╭─ Recorded information

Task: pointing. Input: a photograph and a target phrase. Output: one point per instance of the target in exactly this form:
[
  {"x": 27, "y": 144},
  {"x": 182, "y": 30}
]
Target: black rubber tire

╰─

Task
From the listing above, extract every line exactly as it stands.

Result
Task: pointing. Input: a photograph and a target phrase. Output: one point per instance of the target in exactly this form:
[
  {"x": 27, "y": 144},
  {"x": 182, "y": 30}
]
Target: black rubber tire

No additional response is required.